─── DATA FOR PROCESSING

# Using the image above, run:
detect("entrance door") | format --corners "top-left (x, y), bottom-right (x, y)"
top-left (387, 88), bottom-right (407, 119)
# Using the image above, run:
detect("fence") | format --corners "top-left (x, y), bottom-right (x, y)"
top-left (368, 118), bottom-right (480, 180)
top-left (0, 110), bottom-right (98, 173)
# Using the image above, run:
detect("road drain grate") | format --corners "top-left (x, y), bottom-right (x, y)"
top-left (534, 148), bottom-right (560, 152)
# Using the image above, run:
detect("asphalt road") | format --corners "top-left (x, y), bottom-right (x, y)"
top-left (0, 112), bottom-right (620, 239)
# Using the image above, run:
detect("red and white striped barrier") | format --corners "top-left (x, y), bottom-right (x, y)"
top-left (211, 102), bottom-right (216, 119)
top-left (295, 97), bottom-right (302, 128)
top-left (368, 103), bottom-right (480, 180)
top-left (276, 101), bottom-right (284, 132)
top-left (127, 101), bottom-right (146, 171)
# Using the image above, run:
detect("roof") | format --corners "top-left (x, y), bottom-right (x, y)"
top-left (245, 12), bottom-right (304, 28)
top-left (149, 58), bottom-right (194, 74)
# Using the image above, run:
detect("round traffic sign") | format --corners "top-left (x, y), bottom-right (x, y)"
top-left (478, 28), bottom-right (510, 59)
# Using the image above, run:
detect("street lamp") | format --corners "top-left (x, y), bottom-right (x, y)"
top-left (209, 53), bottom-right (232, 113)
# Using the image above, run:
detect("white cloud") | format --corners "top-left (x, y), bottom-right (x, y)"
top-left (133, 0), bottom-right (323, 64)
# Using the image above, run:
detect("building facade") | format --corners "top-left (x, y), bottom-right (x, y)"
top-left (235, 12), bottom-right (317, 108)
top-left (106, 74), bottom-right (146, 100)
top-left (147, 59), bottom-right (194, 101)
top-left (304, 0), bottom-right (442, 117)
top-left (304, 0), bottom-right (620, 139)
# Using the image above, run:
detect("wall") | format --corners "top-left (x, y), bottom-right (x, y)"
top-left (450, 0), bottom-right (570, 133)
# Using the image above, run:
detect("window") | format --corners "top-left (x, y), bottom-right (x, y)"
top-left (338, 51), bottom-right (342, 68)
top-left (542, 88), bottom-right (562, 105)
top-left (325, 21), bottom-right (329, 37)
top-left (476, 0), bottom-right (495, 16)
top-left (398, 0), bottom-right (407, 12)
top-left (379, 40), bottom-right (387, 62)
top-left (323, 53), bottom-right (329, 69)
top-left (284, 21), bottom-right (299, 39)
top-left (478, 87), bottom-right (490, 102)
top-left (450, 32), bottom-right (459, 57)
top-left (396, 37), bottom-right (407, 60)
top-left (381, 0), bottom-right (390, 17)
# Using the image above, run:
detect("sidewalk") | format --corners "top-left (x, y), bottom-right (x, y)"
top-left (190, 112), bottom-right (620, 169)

──────

- [WHAT NEEDS TO BE DONE]: List each line above that contains the word "white", copying every one in full.

- [SOLUTION]:
detect("red and white striped barrier") | format --corners "top-left (x, y), bottom-right (x, y)"
detect("white cloud") | format --corners "top-left (x, y), bottom-right (x, y)"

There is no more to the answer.